--- Start of Raw records ---

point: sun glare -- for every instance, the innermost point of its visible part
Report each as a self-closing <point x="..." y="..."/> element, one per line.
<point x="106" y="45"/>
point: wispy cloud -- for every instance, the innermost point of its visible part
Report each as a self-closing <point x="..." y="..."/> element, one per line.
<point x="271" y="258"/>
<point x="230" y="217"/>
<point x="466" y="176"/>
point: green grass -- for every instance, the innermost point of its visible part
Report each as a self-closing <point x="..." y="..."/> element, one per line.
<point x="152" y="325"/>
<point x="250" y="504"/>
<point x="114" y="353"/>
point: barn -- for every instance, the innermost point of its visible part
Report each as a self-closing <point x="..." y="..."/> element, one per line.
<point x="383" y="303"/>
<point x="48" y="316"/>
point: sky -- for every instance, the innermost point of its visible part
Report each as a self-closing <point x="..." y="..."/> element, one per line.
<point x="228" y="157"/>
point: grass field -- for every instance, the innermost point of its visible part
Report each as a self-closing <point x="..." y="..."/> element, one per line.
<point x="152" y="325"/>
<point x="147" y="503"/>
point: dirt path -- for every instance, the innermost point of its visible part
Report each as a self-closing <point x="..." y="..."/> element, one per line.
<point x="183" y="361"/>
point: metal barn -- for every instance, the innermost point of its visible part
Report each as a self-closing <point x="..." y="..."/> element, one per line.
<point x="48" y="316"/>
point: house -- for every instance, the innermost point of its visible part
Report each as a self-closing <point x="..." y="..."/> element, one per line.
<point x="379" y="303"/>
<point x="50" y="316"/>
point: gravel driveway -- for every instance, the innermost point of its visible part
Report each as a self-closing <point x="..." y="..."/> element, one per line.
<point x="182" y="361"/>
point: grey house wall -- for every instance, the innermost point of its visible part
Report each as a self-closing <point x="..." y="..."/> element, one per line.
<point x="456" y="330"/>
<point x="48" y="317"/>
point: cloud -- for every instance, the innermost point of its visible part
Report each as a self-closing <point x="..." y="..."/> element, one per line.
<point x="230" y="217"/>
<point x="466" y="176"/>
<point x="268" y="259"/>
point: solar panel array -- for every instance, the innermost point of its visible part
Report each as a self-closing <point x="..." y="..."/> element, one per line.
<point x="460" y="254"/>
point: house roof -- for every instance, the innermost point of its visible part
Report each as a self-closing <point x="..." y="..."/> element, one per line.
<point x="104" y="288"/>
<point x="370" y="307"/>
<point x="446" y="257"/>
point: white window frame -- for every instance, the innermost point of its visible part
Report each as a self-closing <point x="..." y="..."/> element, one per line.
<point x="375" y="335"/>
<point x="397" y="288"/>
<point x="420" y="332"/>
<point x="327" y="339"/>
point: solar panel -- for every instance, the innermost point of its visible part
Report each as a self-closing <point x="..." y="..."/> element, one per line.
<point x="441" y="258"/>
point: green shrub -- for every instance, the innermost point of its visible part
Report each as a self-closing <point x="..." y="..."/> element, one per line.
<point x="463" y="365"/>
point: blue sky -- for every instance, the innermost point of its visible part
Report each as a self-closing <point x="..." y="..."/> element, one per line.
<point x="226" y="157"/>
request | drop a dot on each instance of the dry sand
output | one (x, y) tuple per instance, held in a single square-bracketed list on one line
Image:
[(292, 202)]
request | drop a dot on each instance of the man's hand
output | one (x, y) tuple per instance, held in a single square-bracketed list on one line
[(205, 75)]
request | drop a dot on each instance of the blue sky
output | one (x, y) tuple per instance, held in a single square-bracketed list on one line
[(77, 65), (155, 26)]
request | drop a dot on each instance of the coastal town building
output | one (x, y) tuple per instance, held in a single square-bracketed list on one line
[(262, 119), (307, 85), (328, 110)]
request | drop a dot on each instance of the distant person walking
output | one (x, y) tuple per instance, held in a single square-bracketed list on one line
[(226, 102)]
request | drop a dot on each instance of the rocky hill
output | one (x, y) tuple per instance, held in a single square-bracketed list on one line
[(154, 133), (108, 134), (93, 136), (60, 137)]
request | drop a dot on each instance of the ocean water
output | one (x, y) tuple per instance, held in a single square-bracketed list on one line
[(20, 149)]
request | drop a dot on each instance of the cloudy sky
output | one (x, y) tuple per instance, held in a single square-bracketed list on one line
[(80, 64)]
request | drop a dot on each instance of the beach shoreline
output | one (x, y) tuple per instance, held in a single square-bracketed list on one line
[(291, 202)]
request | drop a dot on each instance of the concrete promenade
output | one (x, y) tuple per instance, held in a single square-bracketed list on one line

--- End of Raw records ---

Your instructions: Starting with the line that contains "request | drop a dot on each instance of the ocean", repeat each line through the last one exactly as it appears. Include both ends and nothing more.

Response:
request | drop a dot on each instance of the ocean water
output | one (x, y) tuple per instance, held in a single square-bracketed list on one line
[(20, 149)]
request | drop a dot on each instance of the cloudy sky
output | one (x, y) tuple per instance, held in a single square-bracketed list on one line
[(80, 64)]
request | drop a dot on each instance of the beach shoreline
output | one (x, y) tuple per instance, held in a single square-bracketed list on one line
[(291, 202)]
request | drop a dot on each instance of the concrete promenade
output | one (x, y) tuple per instance, held in a single square-bracketed list on one line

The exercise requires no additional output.